BRIEF: Show every line in the records below that contains the string "pocket", copied in full. Only matches with the same uppercase and lowercase letters count.
[start MATERIAL SHOWN]
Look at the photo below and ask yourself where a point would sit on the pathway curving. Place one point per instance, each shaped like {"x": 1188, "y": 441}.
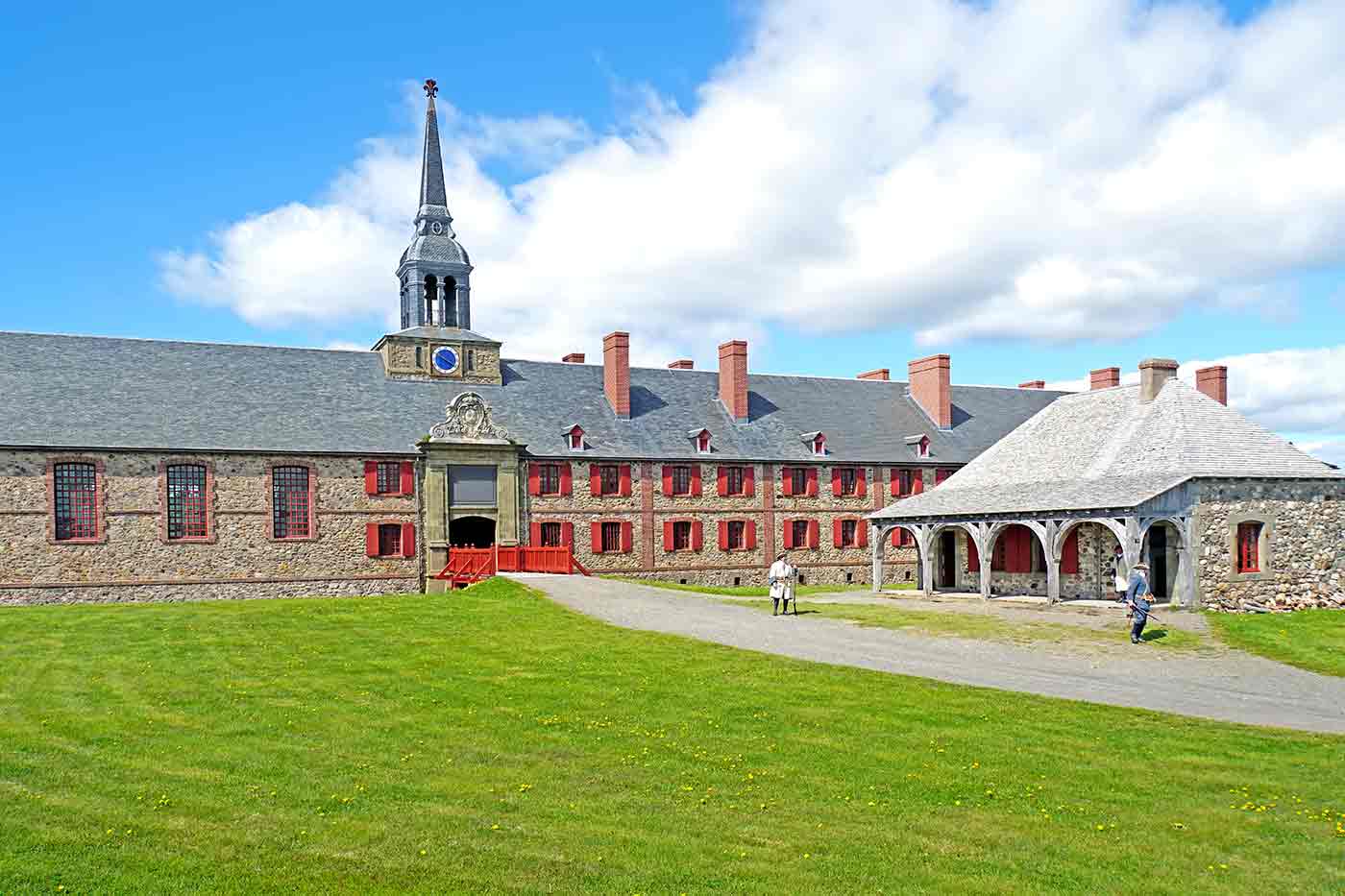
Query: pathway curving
{"x": 1227, "y": 685}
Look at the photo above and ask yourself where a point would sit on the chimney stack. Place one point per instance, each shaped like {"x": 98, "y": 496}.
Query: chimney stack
{"x": 1153, "y": 375}
{"x": 733, "y": 378}
{"x": 1213, "y": 382}
{"x": 931, "y": 386}
{"x": 616, "y": 372}
{"x": 1105, "y": 378}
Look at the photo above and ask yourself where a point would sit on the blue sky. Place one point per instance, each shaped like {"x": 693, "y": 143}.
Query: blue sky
{"x": 167, "y": 128}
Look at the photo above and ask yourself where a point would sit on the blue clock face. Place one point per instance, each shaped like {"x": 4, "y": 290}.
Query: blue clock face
{"x": 446, "y": 359}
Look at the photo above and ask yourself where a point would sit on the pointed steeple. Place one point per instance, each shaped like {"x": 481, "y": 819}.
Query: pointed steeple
{"x": 432, "y": 164}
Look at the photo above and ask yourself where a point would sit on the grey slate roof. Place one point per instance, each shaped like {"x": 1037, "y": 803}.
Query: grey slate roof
{"x": 1106, "y": 449}
{"x": 87, "y": 392}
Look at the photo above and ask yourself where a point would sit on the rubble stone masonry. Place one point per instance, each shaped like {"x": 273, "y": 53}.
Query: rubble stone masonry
{"x": 134, "y": 560}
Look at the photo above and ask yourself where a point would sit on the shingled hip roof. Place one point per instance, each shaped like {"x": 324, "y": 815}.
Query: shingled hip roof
{"x": 1107, "y": 449}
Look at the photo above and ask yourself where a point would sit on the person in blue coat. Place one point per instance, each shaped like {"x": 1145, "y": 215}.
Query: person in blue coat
{"x": 1137, "y": 597}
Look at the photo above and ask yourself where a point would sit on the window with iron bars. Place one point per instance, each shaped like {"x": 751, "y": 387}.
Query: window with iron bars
{"x": 736, "y": 533}
{"x": 549, "y": 479}
{"x": 389, "y": 540}
{"x": 76, "y": 489}
{"x": 389, "y": 480}
{"x": 682, "y": 536}
{"x": 611, "y": 537}
{"x": 187, "y": 516}
{"x": 681, "y": 480}
{"x": 550, "y": 534}
{"x": 291, "y": 512}
{"x": 799, "y": 480}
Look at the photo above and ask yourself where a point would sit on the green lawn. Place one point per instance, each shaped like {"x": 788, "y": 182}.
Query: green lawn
{"x": 1311, "y": 640}
{"x": 753, "y": 591}
{"x": 990, "y": 627}
{"x": 493, "y": 741}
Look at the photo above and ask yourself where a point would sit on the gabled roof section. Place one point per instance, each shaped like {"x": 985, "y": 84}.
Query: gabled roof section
{"x": 1107, "y": 449}
{"x": 182, "y": 396}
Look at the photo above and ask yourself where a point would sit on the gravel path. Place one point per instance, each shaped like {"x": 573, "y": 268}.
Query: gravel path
{"x": 1228, "y": 685}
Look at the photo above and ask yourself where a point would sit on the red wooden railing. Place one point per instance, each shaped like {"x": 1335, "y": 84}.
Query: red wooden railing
{"x": 467, "y": 566}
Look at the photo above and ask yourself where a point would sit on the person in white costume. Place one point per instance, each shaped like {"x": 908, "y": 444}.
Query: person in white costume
{"x": 782, "y": 586}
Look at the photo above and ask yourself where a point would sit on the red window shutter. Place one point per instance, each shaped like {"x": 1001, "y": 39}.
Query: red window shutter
{"x": 1069, "y": 553}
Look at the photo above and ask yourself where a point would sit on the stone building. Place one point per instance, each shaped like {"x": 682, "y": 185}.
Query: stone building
{"x": 144, "y": 470}
{"x": 1227, "y": 514}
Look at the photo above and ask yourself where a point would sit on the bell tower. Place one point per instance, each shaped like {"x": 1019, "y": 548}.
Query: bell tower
{"x": 434, "y": 272}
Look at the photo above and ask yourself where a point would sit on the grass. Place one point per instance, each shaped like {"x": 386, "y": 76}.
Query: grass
{"x": 990, "y": 627}
{"x": 753, "y": 591}
{"x": 1311, "y": 640}
{"x": 497, "y": 742}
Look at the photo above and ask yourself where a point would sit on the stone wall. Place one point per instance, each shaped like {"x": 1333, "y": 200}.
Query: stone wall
{"x": 1302, "y": 553}
{"x": 134, "y": 561}
{"x": 648, "y": 509}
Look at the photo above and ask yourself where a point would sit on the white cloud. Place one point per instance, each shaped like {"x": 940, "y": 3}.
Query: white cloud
{"x": 1039, "y": 168}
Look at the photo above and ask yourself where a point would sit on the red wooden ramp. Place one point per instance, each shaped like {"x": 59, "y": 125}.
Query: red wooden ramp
{"x": 467, "y": 566}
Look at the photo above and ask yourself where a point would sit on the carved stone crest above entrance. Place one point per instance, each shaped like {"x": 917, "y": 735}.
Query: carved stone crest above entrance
{"x": 468, "y": 419}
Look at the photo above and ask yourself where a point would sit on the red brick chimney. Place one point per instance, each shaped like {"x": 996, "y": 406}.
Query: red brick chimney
{"x": 1213, "y": 382}
{"x": 616, "y": 372}
{"x": 1154, "y": 375}
{"x": 733, "y": 378}
{"x": 931, "y": 386}
{"x": 1105, "y": 378}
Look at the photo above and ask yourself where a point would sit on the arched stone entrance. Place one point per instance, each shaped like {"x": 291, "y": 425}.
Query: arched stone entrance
{"x": 471, "y": 532}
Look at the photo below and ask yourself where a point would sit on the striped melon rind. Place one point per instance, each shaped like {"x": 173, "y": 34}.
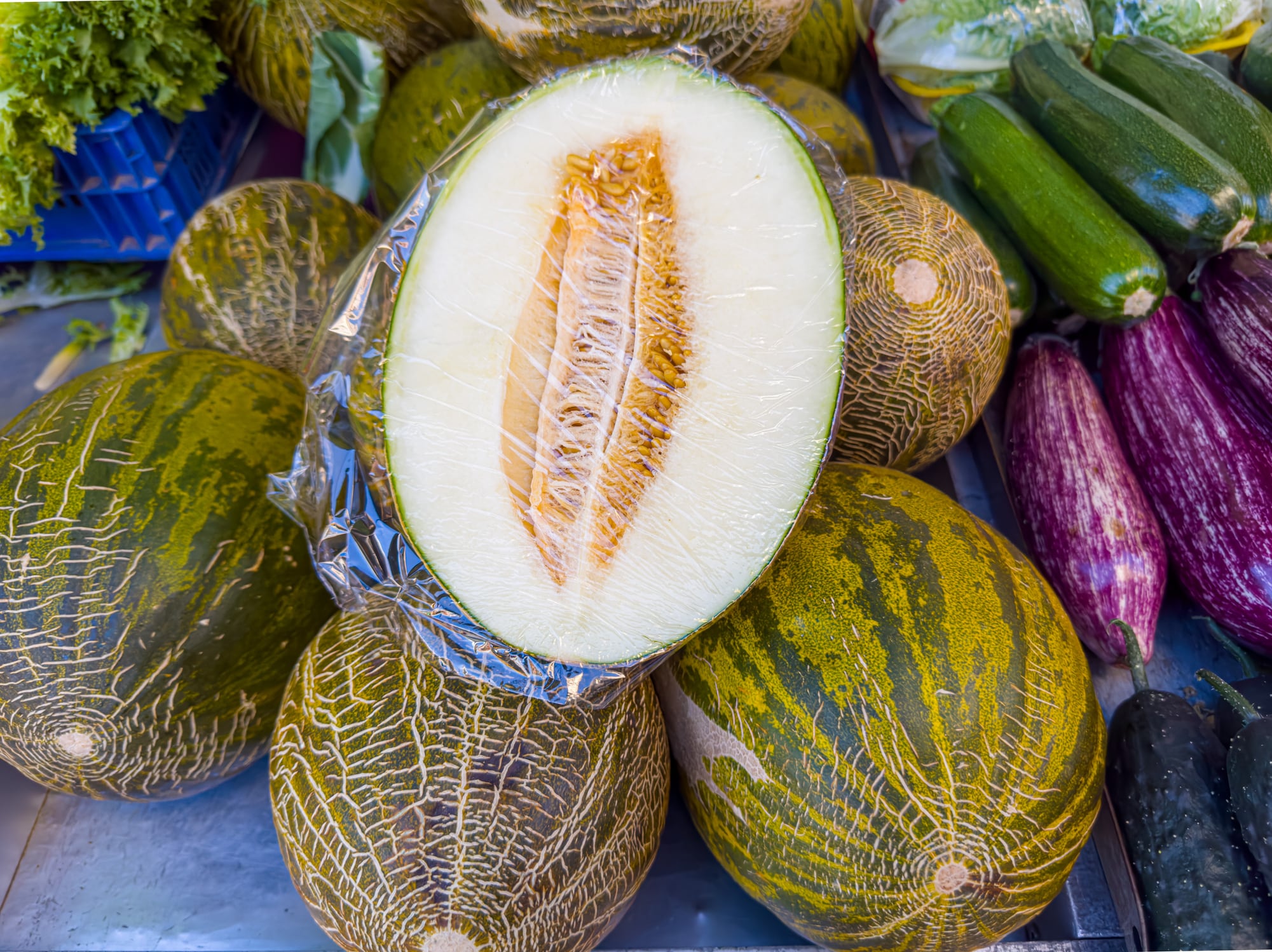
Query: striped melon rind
{"x": 893, "y": 742}
{"x": 540, "y": 37}
{"x": 254, "y": 269}
{"x": 931, "y": 329}
{"x": 153, "y": 601}
{"x": 419, "y": 810}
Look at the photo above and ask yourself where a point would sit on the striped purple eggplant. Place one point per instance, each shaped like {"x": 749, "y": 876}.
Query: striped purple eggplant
{"x": 1202, "y": 452}
{"x": 1083, "y": 514}
{"x": 1236, "y": 301}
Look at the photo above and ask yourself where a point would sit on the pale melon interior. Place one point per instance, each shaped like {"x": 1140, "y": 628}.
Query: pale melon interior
{"x": 615, "y": 360}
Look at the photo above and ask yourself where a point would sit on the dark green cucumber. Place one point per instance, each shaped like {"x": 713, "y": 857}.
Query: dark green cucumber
{"x": 934, "y": 172}
{"x": 1249, "y": 775}
{"x": 1074, "y": 241}
{"x": 1257, "y": 65}
{"x": 1163, "y": 180}
{"x": 1165, "y": 779}
{"x": 1215, "y": 110}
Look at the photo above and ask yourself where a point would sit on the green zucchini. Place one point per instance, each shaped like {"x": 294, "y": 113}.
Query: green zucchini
{"x": 1164, "y": 181}
{"x": 1215, "y": 110}
{"x": 1165, "y": 779}
{"x": 1074, "y": 241}
{"x": 934, "y": 172}
{"x": 1249, "y": 775}
{"x": 1257, "y": 65}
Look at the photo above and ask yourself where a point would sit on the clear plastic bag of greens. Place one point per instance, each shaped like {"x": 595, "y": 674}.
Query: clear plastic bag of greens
{"x": 575, "y": 395}
{"x": 1193, "y": 26}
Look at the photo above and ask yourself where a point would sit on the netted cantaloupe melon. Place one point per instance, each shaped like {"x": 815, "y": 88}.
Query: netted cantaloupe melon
{"x": 428, "y": 109}
{"x": 270, "y": 43}
{"x": 613, "y": 360}
{"x": 823, "y": 48}
{"x": 254, "y": 269}
{"x": 424, "y": 812}
{"x": 930, "y": 329}
{"x": 540, "y": 37}
{"x": 824, "y": 116}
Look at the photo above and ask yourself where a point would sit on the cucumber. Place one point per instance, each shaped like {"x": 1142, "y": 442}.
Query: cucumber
{"x": 1215, "y": 110}
{"x": 934, "y": 172}
{"x": 1163, "y": 180}
{"x": 1257, "y": 65}
{"x": 1074, "y": 241}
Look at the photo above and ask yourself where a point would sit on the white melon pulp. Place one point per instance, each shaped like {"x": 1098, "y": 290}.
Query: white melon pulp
{"x": 615, "y": 360}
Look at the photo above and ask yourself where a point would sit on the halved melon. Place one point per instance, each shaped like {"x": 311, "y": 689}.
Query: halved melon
{"x": 612, "y": 368}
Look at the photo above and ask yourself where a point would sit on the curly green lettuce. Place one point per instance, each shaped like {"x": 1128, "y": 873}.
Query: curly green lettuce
{"x": 72, "y": 63}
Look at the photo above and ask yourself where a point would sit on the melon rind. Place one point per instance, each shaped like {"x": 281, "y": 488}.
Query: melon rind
{"x": 616, "y": 636}
{"x": 421, "y": 810}
{"x": 893, "y": 742}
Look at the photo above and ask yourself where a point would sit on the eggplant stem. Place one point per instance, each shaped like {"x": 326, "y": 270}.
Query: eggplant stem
{"x": 1231, "y": 696}
{"x": 1133, "y": 656}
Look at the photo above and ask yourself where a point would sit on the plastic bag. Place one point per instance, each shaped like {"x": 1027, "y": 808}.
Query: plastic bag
{"x": 1193, "y": 26}
{"x": 344, "y": 487}
{"x": 930, "y": 49}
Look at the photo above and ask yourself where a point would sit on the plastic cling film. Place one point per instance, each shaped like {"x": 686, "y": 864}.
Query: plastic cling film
{"x": 574, "y": 397}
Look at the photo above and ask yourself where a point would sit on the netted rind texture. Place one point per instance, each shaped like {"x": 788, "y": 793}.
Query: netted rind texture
{"x": 270, "y": 44}
{"x": 540, "y": 37}
{"x": 931, "y": 329}
{"x": 252, "y": 273}
{"x": 893, "y": 743}
{"x": 153, "y": 602}
{"x": 419, "y": 810}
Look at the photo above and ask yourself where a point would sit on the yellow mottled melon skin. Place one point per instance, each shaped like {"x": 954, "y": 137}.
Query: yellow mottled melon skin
{"x": 540, "y": 37}
{"x": 931, "y": 327}
{"x": 893, "y": 742}
{"x": 424, "y": 812}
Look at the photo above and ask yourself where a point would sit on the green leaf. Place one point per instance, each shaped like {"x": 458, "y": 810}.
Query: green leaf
{"x": 348, "y": 85}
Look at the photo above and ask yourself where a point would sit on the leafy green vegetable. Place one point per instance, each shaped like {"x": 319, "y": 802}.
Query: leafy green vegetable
{"x": 72, "y": 63}
{"x": 129, "y": 332}
{"x": 85, "y": 337}
{"x": 966, "y": 45}
{"x": 51, "y": 284}
{"x": 348, "y": 85}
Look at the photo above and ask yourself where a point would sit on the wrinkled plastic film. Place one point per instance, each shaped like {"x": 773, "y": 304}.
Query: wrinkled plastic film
{"x": 568, "y": 533}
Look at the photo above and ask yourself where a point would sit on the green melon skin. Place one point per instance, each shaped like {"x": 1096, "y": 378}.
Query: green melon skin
{"x": 540, "y": 37}
{"x": 823, "y": 48}
{"x": 252, "y": 273}
{"x": 154, "y": 601}
{"x": 824, "y": 116}
{"x": 429, "y": 109}
{"x": 270, "y": 43}
{"x": 893, "y": 742}
{"x": 419, "y": 810}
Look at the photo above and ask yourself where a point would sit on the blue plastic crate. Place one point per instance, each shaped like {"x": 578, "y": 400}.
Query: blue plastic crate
{"x": 137, "y": 180}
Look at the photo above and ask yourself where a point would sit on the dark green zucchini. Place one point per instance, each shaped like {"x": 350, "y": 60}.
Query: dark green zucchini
{"x": 1257, "y": 65}
{"x": 1165, "y": 779}
{"x": 1215, "y": 110}
{"x": 1164, "y": 181}
{"x": 1249, "y": 775}
{"x": 1074, "y": 241}
{"x": 934, "y": 172}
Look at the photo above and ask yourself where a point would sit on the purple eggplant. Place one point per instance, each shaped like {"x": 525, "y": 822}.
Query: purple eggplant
{"x": 1081, "y": 510}
{"x": 1202, "y": 452}
{"x": 1236, "y": 301}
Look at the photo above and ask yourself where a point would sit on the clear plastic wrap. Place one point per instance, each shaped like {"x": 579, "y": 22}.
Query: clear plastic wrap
{"x": 598, "y": 435}
{"x": 1193, "y": 26}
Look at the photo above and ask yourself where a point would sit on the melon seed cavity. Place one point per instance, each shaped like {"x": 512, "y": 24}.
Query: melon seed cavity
{"x": 599, "y": 362}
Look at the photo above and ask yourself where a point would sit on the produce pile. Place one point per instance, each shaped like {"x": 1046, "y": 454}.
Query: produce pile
{"x": 598, "y": 444}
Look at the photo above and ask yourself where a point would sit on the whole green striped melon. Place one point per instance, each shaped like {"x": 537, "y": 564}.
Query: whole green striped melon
{"x": 893, "y": 742}
{"x": 153, "y": 599}
{"x": 420, "y": 810}
{"x": 254, "y": 269}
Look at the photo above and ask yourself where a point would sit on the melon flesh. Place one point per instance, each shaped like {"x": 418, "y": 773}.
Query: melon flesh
{"x": 613, "y": 362}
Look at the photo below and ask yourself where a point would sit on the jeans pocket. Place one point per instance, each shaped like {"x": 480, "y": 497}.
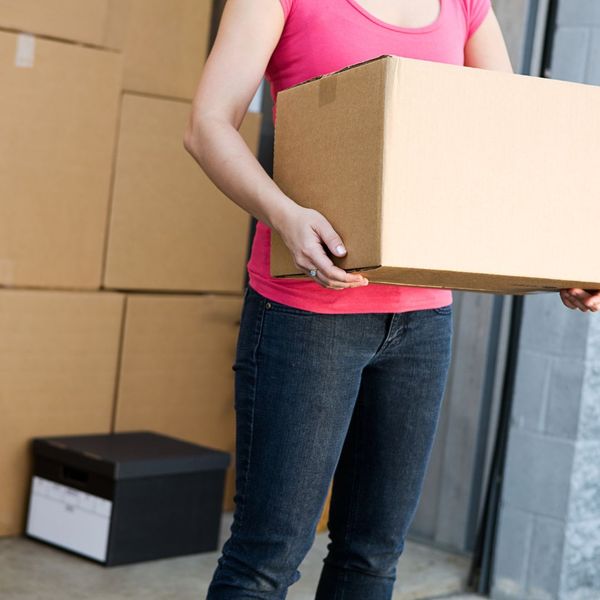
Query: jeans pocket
{"x": 443, "y": 310}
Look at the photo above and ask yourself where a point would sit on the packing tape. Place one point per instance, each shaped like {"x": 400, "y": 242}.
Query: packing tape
{"x": 25, "y": 53}
{"x": 7, "y": 271}
{"x": 327, "y": 90}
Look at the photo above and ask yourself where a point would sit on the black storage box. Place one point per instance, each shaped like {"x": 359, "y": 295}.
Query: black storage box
{"x": 126, "y": 497}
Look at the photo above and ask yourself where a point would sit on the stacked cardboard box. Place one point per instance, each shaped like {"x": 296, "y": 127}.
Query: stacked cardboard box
{"x": 69, "y": 68}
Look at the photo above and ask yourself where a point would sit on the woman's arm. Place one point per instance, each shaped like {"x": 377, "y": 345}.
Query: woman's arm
{"x": 486, "y": 48}
{"x": 248, "y": 34}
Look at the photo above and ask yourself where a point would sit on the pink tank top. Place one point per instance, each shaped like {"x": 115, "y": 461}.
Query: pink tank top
{"x": 322, "y": 36}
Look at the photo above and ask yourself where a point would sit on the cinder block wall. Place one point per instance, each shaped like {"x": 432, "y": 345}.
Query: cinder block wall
{"x": 549, "y": 530}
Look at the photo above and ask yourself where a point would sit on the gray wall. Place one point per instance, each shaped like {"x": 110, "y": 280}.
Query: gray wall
{"x": 549, "y": 528}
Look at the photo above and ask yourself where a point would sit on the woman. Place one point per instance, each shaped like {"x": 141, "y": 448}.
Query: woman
{"x": 334, "y": 377}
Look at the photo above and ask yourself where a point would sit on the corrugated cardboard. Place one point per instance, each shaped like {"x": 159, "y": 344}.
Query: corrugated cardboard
{"x": 176, "y": 372}
{"x": 85, "y": 21}
{"x": 58, "y": 361}
{"x": 58, "y": 118}
{"x": 164, "y": 42}
{"x": 170, "y": 227}
{"x": 440, "y": 175}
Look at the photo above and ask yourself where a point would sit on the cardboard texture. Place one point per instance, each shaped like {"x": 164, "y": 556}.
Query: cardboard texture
{"x": 170, "y": 227}
{"x": 58, "y": 117}
{"x": 176, "y": 372}
{"x": 164, "y": 42}
{"x": 58, "y": 361}
{"x": 439, "y": 175}
{"x": 84, "y": 21}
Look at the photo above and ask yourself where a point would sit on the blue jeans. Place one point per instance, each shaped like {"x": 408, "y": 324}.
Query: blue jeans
{"x": 355, "y": 397}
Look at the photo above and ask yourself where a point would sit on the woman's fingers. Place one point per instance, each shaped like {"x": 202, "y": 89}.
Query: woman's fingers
{"x": 581, "y": 299}
{"x": 565, "y": 300}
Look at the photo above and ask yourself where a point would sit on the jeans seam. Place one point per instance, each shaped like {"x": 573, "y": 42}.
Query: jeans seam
{"x": 258, "y": 335}
{"x": 353, "y": 511}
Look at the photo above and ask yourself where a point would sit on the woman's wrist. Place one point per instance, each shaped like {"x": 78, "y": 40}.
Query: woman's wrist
{"x": 281, "y": 213}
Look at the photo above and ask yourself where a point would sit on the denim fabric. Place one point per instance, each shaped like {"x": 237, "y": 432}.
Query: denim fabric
{"x": 355, "y": 397}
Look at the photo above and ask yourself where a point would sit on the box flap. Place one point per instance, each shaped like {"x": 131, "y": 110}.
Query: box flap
{"x": 345, "y": 188}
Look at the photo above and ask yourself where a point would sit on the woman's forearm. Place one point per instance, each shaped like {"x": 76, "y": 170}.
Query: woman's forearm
{"x": 225, "y": 157}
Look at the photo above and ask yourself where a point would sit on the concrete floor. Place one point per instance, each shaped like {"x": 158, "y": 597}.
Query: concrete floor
{"x": 31, "y": 570}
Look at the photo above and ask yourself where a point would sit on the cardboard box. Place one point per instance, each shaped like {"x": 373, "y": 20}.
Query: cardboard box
{"x": 85, "y": 21}
{"x": 58, "y": 361}
{"x": 440, "y": 175}
{"x": 170, "y": 227}
{"x": 165, "y": 44}
{"x": 176, "y": 372}
{"x": 58, "y": 117}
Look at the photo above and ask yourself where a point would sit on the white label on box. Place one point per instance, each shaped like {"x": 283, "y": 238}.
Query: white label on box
{"x": 69, "y": 518}
{"x": 25, "y": 54}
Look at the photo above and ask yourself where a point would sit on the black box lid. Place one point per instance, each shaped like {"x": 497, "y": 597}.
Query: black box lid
{"x": 130, "y": 454}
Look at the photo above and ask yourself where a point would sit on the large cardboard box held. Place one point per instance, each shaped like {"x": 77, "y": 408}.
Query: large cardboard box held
{"x": 85, "y": 21}
{"x": 440, "y": 175}
{"x": 176, "y": 372}
{"x": 58, "y": 362}
{"x": 170, "y": 227}
{"x": 58, "y": 118}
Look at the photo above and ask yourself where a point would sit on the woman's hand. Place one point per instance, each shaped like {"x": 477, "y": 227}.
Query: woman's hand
{"x": 304, "y": 231}
{"x": 583, "y": 300}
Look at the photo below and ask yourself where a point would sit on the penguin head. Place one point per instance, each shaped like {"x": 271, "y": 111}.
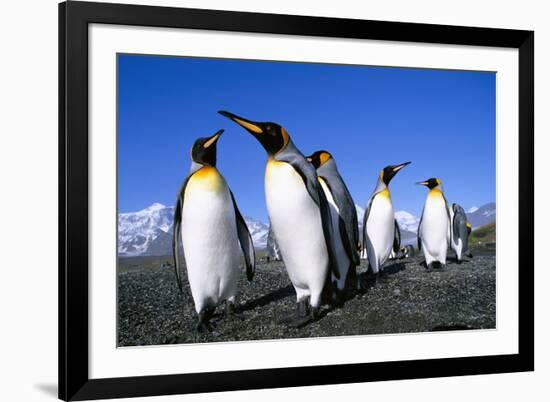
[end MATERIAL SHOWN]
IN RESPONSE:
Look at the photo below and ask yourself where a point would sit on the jeans pocket. Place one point per instance, each shaped like {"x": 480, "y": 497}.
Query: jeans pocket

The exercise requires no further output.